Problem
The answer consists solely of the data below, reproduced exactly.
━━━ Provided data ━━━
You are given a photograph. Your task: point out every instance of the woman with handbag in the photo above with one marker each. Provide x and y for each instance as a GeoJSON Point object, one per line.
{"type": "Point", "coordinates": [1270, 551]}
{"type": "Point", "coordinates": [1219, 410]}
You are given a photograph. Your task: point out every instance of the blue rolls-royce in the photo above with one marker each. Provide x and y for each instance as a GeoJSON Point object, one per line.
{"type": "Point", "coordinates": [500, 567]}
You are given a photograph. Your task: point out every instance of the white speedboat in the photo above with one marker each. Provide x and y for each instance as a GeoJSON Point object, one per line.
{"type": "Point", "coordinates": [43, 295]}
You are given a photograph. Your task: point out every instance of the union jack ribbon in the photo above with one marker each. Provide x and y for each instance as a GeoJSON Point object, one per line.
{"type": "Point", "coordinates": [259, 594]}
━━━
Task result
You are given a photograph. Your task: point out every instance of the woman with handbag in the photo above with one marker each. Provide x and y for each instance as a GeoJSON Point object, one per line.
{"type": "Point", "coordinates": [1270, 551]}
{"type": "Point", "coordinates": [1219, 410]}
You are given a photograph. Your task: point out every instance of the blue rolls-royce in the photo above with one marker each. Provide x and y for each instance as a GeoJSON Point object, one per line.
{"type": "Point", "coordinates": [500, 567]}
You are given a photograph. Your task: point out every instance of the white speedboat in the photo above with one marker each. Provide x and y for each instance as a GeoJSON Point object, one per line.
{"type": "Point", "coordinates": [43, 295]}
You are given a photograph. Your task: point out every instance of the union jack ribbon in the photo above with one marker each. Provide x and y for each instance as a GeoJSON Point object, one per line.
{"type": "Point", "coordinates": [259, 594]}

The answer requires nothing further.